[[ EXTRACTED DATA open ]]

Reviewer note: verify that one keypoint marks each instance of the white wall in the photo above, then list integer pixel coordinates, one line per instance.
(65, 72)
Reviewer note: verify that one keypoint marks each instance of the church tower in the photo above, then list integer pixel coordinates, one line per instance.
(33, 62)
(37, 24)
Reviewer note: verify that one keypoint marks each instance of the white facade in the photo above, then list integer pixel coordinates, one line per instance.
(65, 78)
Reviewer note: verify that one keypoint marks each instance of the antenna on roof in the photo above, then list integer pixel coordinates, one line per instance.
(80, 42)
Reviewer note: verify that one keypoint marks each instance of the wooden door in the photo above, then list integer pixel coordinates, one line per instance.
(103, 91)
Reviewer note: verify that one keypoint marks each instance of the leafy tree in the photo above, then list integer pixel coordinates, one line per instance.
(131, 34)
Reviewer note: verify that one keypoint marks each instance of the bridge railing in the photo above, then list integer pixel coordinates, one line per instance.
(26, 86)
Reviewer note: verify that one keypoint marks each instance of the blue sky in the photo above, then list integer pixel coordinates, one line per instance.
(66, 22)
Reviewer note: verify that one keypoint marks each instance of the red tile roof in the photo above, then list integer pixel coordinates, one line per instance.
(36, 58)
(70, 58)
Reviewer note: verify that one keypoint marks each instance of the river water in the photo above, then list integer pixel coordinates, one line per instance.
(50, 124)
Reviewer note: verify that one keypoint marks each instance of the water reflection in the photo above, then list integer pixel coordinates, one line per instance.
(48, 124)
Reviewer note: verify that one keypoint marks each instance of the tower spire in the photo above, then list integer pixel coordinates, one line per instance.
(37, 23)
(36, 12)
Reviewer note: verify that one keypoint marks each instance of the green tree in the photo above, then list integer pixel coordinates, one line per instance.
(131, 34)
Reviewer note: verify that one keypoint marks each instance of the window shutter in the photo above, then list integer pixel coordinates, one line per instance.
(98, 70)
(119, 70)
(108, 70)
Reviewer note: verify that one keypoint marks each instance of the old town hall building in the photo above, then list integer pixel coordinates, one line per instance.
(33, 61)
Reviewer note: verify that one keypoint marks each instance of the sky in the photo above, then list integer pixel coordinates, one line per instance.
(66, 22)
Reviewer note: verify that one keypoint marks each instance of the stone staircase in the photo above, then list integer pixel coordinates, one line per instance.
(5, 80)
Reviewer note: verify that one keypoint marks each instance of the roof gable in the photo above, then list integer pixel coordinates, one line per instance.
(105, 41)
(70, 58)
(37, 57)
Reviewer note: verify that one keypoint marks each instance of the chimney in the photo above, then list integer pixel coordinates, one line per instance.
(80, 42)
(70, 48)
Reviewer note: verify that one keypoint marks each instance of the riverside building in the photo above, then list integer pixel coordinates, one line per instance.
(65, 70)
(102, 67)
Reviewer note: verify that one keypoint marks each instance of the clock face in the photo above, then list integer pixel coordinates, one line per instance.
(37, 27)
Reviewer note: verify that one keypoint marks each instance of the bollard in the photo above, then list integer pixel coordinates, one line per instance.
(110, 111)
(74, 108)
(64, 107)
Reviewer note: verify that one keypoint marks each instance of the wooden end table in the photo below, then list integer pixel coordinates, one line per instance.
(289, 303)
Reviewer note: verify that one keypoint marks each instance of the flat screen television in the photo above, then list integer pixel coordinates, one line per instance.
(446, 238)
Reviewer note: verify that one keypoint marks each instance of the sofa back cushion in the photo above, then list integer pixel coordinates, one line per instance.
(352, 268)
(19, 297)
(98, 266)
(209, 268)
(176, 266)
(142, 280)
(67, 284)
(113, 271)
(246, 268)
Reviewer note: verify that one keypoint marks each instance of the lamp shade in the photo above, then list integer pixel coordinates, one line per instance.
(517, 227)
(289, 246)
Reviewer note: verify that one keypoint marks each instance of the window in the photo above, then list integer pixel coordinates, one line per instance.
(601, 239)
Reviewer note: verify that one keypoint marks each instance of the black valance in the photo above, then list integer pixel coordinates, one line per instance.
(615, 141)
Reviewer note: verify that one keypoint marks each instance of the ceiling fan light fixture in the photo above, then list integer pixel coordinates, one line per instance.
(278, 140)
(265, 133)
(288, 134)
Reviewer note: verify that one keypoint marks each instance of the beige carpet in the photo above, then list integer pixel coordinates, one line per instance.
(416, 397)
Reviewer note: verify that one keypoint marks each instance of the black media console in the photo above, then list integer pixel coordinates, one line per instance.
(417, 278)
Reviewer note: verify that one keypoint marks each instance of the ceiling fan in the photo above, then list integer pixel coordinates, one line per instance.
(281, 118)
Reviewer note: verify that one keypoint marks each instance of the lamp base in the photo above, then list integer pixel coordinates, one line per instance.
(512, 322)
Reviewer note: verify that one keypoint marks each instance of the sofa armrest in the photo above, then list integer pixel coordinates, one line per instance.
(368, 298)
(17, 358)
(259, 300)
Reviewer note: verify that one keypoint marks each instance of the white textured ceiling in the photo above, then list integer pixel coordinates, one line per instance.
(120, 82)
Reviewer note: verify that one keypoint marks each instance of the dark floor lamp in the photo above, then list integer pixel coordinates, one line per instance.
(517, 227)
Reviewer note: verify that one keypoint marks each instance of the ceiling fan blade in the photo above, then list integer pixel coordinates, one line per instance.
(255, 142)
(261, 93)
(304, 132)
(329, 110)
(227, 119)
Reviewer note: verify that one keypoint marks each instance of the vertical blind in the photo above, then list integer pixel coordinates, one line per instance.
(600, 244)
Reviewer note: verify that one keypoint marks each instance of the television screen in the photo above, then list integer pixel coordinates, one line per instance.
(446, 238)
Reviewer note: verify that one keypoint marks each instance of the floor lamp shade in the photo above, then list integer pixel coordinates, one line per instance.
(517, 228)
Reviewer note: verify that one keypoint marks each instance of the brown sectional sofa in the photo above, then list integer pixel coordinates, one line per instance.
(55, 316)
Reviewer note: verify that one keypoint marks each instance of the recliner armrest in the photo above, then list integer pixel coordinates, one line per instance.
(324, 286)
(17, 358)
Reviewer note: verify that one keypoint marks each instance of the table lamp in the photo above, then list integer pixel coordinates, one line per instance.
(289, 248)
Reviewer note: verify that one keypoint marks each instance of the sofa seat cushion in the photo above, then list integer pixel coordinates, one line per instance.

[[ EXTRACTED DATA closed ]]

WHAT TO PRODUCE: Write every line of the material above again, exactly.

ANSWER SPACE:
Reviewer note: verify that one keypoint marks each instance of the white wall in the photo above, then list integer pixel coordinates, one line per instance.
(65, 72)
Reviewer note: verify that one keypoint marks each instance of the church tower in the photo above, then list integer pixel coordinates, one line per instance.
(33, 62)
(37, 24)
Reviewer note: verify that one keypoint marks each instance of the white facade in the photo above, then list integer pixel coordinates, one line per instance.
(65, 78)
Reviewer note: verify that one keypoint marks each instance of the antenna on roof in the photo above, then list integer pixel coordinates, one line per instance.
(80, 42)
Reviewer note: verify that one keypoint marks each instance of the wooden door in the photo above, then list integer pixel coordinates, one line per instance.
(103, 91)
Reviewer note: verify that one keypoint marks each instance of the leafy tree in the photo above, then list integer pixel coordinates, one line per instance.
(131, 34)
Reviewer note: verify that one keypoint marks each instance of the bridge railing in the photo above, then list integer pixel coordinates, one line per instance.
(26, 86)
Reviewer note: verify that one keypoint marks each instance of the blue sky in the photo above, then list integer pixel coordinates, one line per instance.
(66, 22)
Reviewer note: verify that one keypoint marks each instance of the red tile roof in the photo above, then list integer pixel coordinates, one line per instance.
(36, 58)
(70, 58)
Reviewer note: verify that one keypoint marks each instance of the river water in the photo above, then list integer pixel coordinates, one line per instance.
(50, 124)
Reviewer note: verify that one keypoint marks each instance of the water reflection in the photo above, then list integer pixel coordinates, one line per instance.
(48, 124)
Reviewer note: verify that one keypoint marks each instance of the tower spire in the photo above, then list integer pixel coordinates, one line per instance.
(37, 23)
(36, 12)
Reviewer note: verify that one keypoint marks each instance of the green tree in the photo above, then list integer pixel coordinates, one line per instance.
(131, 34)
Reviewer note: verify that one keypoint marks each instance of the window shutter in the photo above, then list integer pixel coordinates, one line per instance.
(98, 70)
(119, 70)
(108, 70)
Reviewer note: verify that one keypoint marks each instance of the old town hall building in the photo above, then list integer pixel coordinates, one line per instance.
(33, 61)
Reviewer note: verify that one keypoint marks each instance of the sky in the photo above, then list integer pixel coordinates, one line per instance.
(66, 22)
Reviewer note: verify that one keypoint marks each instance of the stone staircase in the photo above, then list integer pixel coordinates, one line per instance.
(5, 80)
Reviewer note: verify that one keypoint marks each instance of the roof gable in the photo above, then list integer pixel coordinates, one line per instance.
(105, 41)
(70, 58)
(37, 57)
Reviewer note: verify that one keypoint marks each instance of the chimney in the photo above, then list integer pixel coordinates, one line per instance.
(80, 42)
(70, 48)
Reviewer note: verify that one keypoint marks each instance of the riverside building in the photo above, then list integer pixel coordinates, one line per instance.
(65, 70)
(102, 67)
Reviewer note: verify that one keypoint marks each instance of the clock face in the photo above, then list integer pixel coordinates, one line per instance.
(37, 27)
Reviewer note: verify that one keypoint marks each instance of the bollard in the photo above, then list integer pixel coordinates, one line per instance.
(110, 111)
(74, 108)
(64, 107)
Reviewer note: verify that one keypoint marks each instance of the wooden end table in the photo below, then list integer pixel coordinates, one line per instance.
(289, 303)
Reviewer note: verify that one keypoint marks each instance of the flat screen television in the photo above, then list integer pixel coordinates, one line per instance.
(446, 238)
Reviewer note: verify that one keypoint marks each instance of the sofa back cushion in the photo above, then list integer pixel coordinates, one line per instance.
(352, 268)
(19, 297)
(98, 266)
(209, 268)
(176, 266)
(142, 280)
(67, 284)
(113, 271)
(246, 268)
Reviewer note: verify that one keypoint marks each instance of the lamp shade in the photo above, then list integer pixel coordinates, one line per instance.
(517, 227)
(289, 246)
Reviewer note: verify that one keypoint marks each instance of the window in the photo above, then list integer pixel coordinates, one line per instance.
(601, 239)
Reviewer note: verify that one keypoint marks each instance of the black valance in the photo above, then list integer pixel coordinates, one line per instance.
(615, 141)
Reviewer note: verify that one keypoint marks each instance of the ceiling fan light fixture in the photo above, then list integer pixel coordinates, one line per instance.
(278, 140)
(265, 133)
(288, 134)
Reviewer note: verify that one keypoint marks each instance of the beige carpet in the photo above, then list integer pixel coordinates, one line per instance.
(416, 397)
Reviewer note: verify that one keypoint marks each instance of the black media console in the photo above, then list integer pixel coordinates, one line per instance.
(417, 278)
Reviewer note: verify that one keypoint marks each instance of the ceiling fan in the photo above, then list integer pixel coordinates, one line per instance.
(281, 118)
Reviewer note: verify that one keypoint marks each instance of the lamp base in the photo above, then list integer pixel coordinates, one line per instance.
(512, 322)
Reviewer note: verify that one keypoint marks each instance of the sofa armrest in the photo above, then list integer pixel coordinates, one line per instance.
(368, 298)
(17, 358)
(259, 300)
Reviewer note: verify that one keypoint marks each instance of the white textured ceiling in the photo above, then list integer pixel coordinates, one line per instance.
(120, 82)
Reviewer note: verify that one keypoint marks each instance of the dark floor lamp in the photo above, then list integer pixel coordinates, one line per instance.
(517, 227)
Reviewer note: verify that one keypoint marks each instance of the ceiling fan blade in the photo above, then list integer pixel coordinates, one line per instance.
(255, 142)
(261, 93)
(304, 132)
(329, 110)
(227, 119)
Reviewer note: verify that one keypoint marks each instance of the vertical blind in the photo above, then list integer pixel coordinates, one line per instance.
(600, 244)
Reviewer note: verify that one keypoint marks each instance of the television screen in the photo above, then list integer pixel coordinates, one line per instance.
(446, 238)
Reviewer note: verify that one keypoint marks each instance of the floor lamp shade in the photo above, then list integer pixel coordinates, one line per instance.
(517, 228)
Reviewer note: verify that one keypoint marks each instance of the brown sectional sofa in the photo above, then list integer pixel coordinates, one line per instance.
(55, 316)
Reviewer note: verify that one keypoint marks each instance of the recliner armrest in the photo above, then list integer pixel coordinates, one line per instance.
(324, 286)
(17, 358)
Reviewer note: verify that one keypoint marks each instance of the table lamp in the photo above, then list integer pixel coordinates, one line per instance.
(289, 248)
Reviewer note: verify that one keypoint marks each instance of the sofa seat cushion in the photo above, then list integer pixel coordinates, one line per instance.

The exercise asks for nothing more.